_Problem description_
Reproduce the records below exactly, leaving out any pictures.

_Provided data_
====
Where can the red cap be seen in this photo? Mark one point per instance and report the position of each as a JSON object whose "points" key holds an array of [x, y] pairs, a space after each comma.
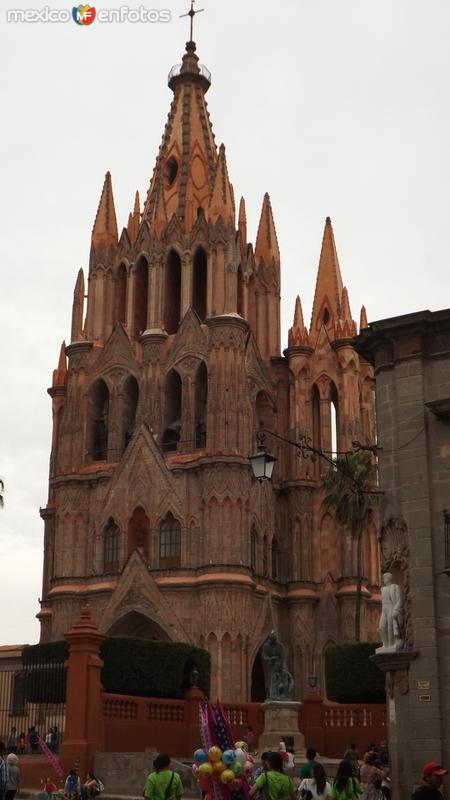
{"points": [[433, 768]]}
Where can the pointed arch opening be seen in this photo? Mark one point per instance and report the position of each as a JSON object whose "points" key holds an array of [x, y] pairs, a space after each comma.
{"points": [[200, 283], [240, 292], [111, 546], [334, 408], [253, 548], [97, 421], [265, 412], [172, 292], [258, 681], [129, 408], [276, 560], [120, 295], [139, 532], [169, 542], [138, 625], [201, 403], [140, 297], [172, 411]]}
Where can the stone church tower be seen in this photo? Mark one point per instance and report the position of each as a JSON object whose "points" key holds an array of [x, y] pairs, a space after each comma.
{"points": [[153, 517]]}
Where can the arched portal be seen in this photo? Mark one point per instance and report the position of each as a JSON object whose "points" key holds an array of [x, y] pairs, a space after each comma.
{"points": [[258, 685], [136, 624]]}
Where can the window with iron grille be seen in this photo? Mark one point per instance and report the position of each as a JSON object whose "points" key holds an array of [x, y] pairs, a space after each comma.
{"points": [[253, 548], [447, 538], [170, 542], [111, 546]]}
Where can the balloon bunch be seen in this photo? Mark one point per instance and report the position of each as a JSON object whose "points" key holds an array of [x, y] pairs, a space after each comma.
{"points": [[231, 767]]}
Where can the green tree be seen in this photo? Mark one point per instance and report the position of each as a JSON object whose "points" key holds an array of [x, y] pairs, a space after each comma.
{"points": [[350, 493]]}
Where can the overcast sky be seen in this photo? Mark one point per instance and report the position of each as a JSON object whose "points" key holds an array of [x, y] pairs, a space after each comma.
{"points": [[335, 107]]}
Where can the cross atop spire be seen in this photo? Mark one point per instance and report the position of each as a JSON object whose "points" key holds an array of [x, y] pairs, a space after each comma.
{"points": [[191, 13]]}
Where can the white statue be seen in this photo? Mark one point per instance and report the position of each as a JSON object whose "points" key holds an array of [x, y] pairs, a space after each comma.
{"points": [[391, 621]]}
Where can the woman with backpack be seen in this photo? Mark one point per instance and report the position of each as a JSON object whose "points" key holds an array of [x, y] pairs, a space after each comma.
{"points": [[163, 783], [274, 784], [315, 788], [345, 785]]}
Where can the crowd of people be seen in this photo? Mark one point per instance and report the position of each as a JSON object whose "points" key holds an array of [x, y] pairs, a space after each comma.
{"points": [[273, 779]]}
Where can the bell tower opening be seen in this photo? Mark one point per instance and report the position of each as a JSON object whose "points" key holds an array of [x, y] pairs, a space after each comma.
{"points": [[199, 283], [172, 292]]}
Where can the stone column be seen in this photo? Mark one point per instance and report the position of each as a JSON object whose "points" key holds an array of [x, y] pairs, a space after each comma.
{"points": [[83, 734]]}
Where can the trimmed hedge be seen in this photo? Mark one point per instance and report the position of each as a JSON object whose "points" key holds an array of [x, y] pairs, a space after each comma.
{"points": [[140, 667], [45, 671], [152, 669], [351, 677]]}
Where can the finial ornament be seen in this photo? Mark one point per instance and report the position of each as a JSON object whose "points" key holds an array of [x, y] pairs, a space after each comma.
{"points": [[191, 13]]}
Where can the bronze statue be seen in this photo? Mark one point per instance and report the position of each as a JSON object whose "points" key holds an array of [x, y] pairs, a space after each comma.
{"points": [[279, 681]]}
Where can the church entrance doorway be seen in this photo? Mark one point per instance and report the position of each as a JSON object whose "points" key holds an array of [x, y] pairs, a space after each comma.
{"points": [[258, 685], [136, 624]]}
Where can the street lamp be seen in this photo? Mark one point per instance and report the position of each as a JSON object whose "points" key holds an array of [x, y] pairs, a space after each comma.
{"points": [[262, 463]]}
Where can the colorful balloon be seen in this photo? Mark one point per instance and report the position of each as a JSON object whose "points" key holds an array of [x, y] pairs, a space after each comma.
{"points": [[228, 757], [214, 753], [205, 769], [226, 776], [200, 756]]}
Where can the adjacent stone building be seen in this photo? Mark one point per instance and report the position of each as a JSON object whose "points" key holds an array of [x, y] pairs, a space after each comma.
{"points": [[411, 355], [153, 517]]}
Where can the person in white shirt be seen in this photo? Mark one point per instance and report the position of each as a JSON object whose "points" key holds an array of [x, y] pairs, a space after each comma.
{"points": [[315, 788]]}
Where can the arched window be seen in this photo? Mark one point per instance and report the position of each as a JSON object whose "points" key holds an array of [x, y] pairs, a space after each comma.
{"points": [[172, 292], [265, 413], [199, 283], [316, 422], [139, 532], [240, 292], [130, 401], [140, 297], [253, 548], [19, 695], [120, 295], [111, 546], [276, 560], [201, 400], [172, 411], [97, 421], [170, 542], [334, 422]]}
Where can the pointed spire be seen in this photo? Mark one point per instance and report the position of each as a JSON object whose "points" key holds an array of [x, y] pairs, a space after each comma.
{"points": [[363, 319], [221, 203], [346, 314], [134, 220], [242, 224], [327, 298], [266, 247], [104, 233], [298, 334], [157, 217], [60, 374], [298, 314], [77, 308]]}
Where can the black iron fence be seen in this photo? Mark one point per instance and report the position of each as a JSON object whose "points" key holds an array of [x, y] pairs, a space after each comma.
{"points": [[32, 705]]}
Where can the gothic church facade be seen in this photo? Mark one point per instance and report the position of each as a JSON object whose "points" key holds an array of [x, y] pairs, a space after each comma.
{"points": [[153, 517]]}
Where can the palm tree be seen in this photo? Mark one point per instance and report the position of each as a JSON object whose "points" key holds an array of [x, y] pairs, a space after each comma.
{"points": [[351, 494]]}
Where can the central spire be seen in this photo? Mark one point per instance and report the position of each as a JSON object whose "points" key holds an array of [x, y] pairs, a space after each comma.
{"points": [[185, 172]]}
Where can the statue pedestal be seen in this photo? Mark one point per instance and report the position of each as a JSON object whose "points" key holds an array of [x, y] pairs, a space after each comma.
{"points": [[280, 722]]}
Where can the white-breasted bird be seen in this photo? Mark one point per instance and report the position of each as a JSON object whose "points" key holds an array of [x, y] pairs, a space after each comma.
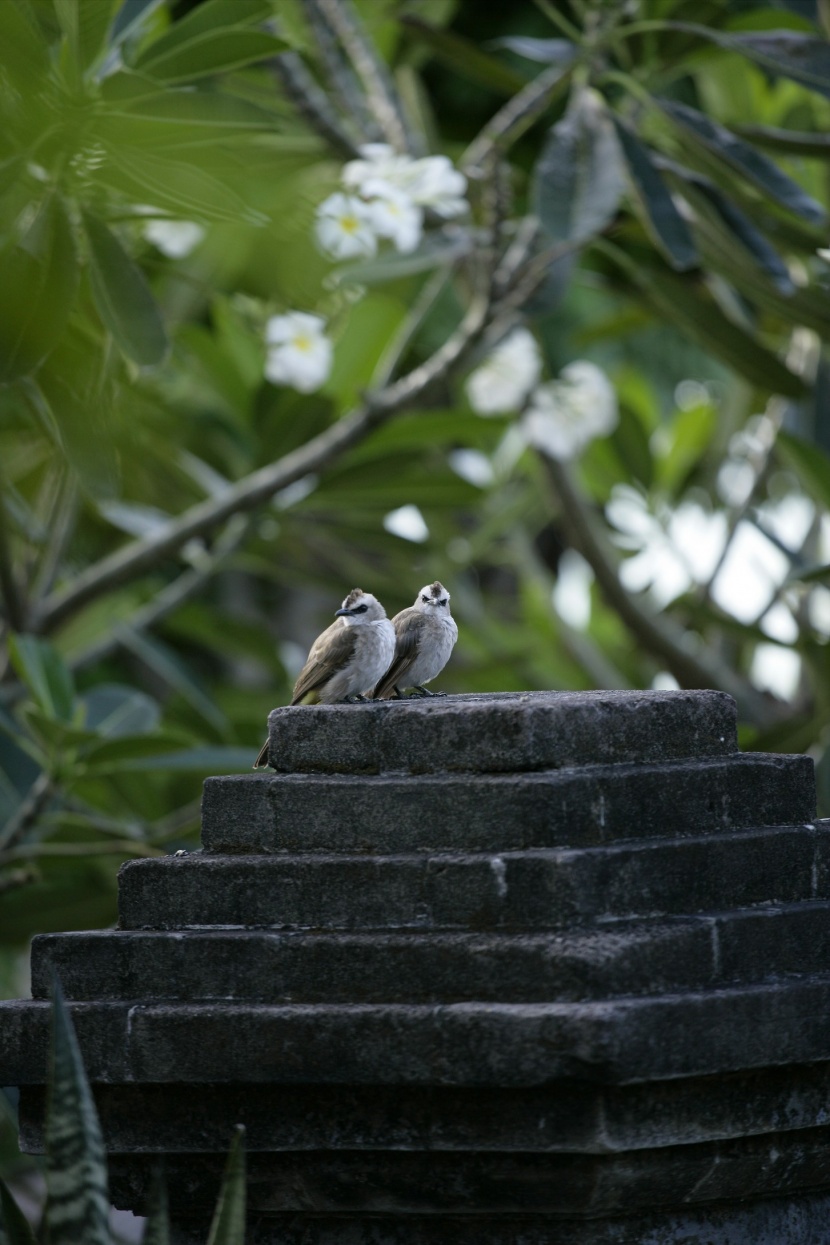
====
_Correct result_
Where can the red cap be seen in this photo? Mark one point per instance and report the position of each as a JSON object whose "points" key holds an array of [x, y] pairs, a space after each comma.
{"points": [[433, 768]]}
Where can the pointed arch opening be seen in this photo? Mark one point per instance and report the position of each as a JSON object whose "points" key holds an array of [x, y] pairs, a space after each comma.
{"points": [[200, 283], [240, 292], [111, 546], [334, 408], [253, 548], [97, 421], [265, 412], [172, 292], [258, 681], [129, 408], [276, 560], [120, 295], [139, 532], [169, 542], [138, 625], [201, 403], [140, 297], [172, 411]]}
Where can the stone church tower be seen in this photo? Mark one point per instance and report the position of each as a JSON object whose "points" key holds an array of [x, y] pairs, a space after each comma.
{"points": [[153, 517]]}
Where can the arched portal be seen in this photo? Mark one point per instance and report the position of each as a JSON object whose "points" key holds an array of [x, y] pairs, a space after each comma.
{"points": [[258, 685], [136, 624]]}
Where can the window with iron grille be seen in this photo? Mark one point per instance and report the position of each as a JSON object whose "points" key holds an array of [x, y] pairs, a space after each comma.
{"points": [[253, 548], [447, 538], [170, 542], [111, 546]]}
Where can the balloon bunch be seen in this photo? Mark one point per instance and report the position of each as a JSON object whose "points" key holds an array of [x, y] pairs, a space after each comma.
{"points": [[231, 767]]}
Where can the green tree be seen in this photo? Mark one point per instance and report the position of each as a JSON object whose "points" key holds an array of [x, y] pairs, a space after each comma.
{"points": [[350, 493]]}
Where can the overcast sky be seen in this photo? Mark one point per instance and report the position of each as a JSON object whose "points" key holds an array of [x, y] pairs, a space after each comma.
{"points": [[335, 107]]}
Where can the cross atop spire be seen in this photo? Mark one point per instance and report the position of each as a JSON object whose "points" key holds an array of [x, y] pairs, a space after each comma.
{"points": [[191, 13]]}
Where can the white statue be seen in this photo? Mark one point per instance and report the position of each as a JSON object whose "points" key holds an array of [x, y] pairs, a space after each comma.
{"points": [[391, 621]]}
Where can the woman with backpack be seen in this photo? Mark one point per instance and report the position of each as a JSON object whose "points" key holds an array of [x, y] pairs, a space after each comma.
{"points": [[163, 783], [274, 784], [315, 788], [345, 785]]}
Where can the crowd of people be seen in this photo? Mark one point per instance and report the position of each as a JSON object whose "points" key holds an array of [x, y] pairs, a space after each comma.
{"points": [[273, 779]]}
Where can the bell tower opening be seen in this photo? Mark one point per instance and report the position of each as a JSON object whose "points" key holds an array of [x, y] pairs, a space after each comma.
{"points": [[199, 283], [172, 292]]}
Where can the stone column be seen in this photo? Mark one point per instance and report the position of each as a JSON object whose "points" key holds an array of [x, y] pairs, a space after each comma.
{"points": [[83, 734]]}
Where can the trimmed hedge be seen in this photo? Mark one point per instance and report the position of each as a JSON object whose "points" key holds an array of [x, y] pairs, a space after each comma.
{"points": [[140, 667], [45, 671], [152, 669], [351, 677]]}
Where can the finial ornament be seen in this photo? Mark one point per instance and report the position of each as a JSON object whose "points" key holds an array of [x, y] pairs, a space after each comma.
{"points": [[191, 13]]}
Where can the bronze statue be seen in this photo? Mark one point per instance and report the position of each as a JSON object whose "points" key holds an array of [x, y] pairs, a space after each comma.
{"points": [[279, 681]]}
Where can the church entrance doorway be seen in this photo? Mark one point per instance and report the position of each as a JSON object whose "points" key holds an array of [x, y] pairs, a space after each comma.
{"points": [[258, 685], [136, 624]]}
Where can the street lamp be seen in this photo? Mark one point per instance and report the position of each as a JSON object whose "points" key holds an array of [x, y] pairs, a space after each comma.
{"points": [[262, 463]]}
Where can the colorful balloon be seen in this photo? Mark one point per instance and report the position of each as a JSON object whose "points" key holds an array of [x, y] pairs, a space after each comma.
{"points": [[228, 757], [214, 753], [205, 769], [226, 776], [200, 756]]}
Where can the adjacent stone building be seen in this photo? Mark one point per instance and report the position of each as a JSON object whose "points" key holds an array of [x, y] pairs, a space after each comma.
{"points": [[411, 355], [153, 517]]}
Where can the person in white shirt be seen in this photo? Mark one point per instance and report the position of each as a JSON object whose "points" key holds an array of [x, y] pairs, a space after each comma.
{"points": [[315, 788]]}
Where can the arched window be seen in this photo? Mark one point per instance and report the position of each as a JSON object whose "points" key holds an array of [x, y] pairs, a space after each comma.
{"points": [[172, 292], [265, 413], [199, 283], [316, 422], [139, 532], [240, 292], [130, 401], [140, 297], [253, 548], [19, 695], [120, 295], [111, 546], [276, 560], [201, 400], [172, 411], [97, 421], [170, 542], [334, 422]]}
Where can the pointed spire be seen in this photo? Mark one point per instance and report the position of each as a JSON object whose "points" key holds an array of [x, y] pairs, a space after each comma.
{"points": [[363, 319], [221, 203], [346, 314], [134, 220], [242, 224], [327, 298], [266, 247], [104, 233], [298, 334], [157, 217], [60, 374], [298, 314], [77, 308]]}
Where can the black iron fence be seen in this photo? Mark one point per instance and report the position of each as a JSON object whose "points" key holds an array of [x, y] pairs, a space after each comma.
{"points": [[32, 705]]}
Where can the gothic church facade be seen in this photo? Mark one point per instance and report the position of each as a JSON object whose "points" key holds an array of [x, y] pairs, a space after each comma.
{"points": [[153, 517]]}
Where can the palm tree be seen in this photo? Mark one point per instance and report the position of each as a JSON object whose "points" key holds an array of [x, y] pairs, a space after each comma.
{"points": [[351, 494]]}
Where can the central spire be seen in this photo? Mark one point per instance and report the position of each as a JSON object whose "points" key holds an array of [x, y] pairs, a space after each comma.
{"points": [[185, 172]]}
Where can the statue pedestal be seen in this photo? Mark one point per instance and report the position of each as a JSON object whose "points" key holds an array of [x, y] pairs, a space after each comma.
{"points": [[280, 722]]}
Where can the white-breasted bird be seen in this photo? Mark one point per instance and report the position of each as a JSON object whose "points" key holds an array of [x, y] pairs, a space after each comma.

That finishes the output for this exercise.